## YOUR INSTRUCTIONS
The full listing should be transcribed verbatim.

============================================================

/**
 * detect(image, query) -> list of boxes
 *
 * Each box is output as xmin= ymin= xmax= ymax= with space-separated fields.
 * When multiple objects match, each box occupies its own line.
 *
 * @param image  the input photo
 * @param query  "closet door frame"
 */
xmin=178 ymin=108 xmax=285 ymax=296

============================================================

## WORKED SOLUTION
/**
 * detect(image, query) -> list of boxes
 *
 * Each box is output as xmin= ymin= xmax= ymax= with space-separated fields.
 * When multiple objects match, each box occupies its own line.
 *
 * @param image  the input photo
 * @param query  "closet door frame"
 */
xmin=178 ymin=108 xmax=285 ymax=296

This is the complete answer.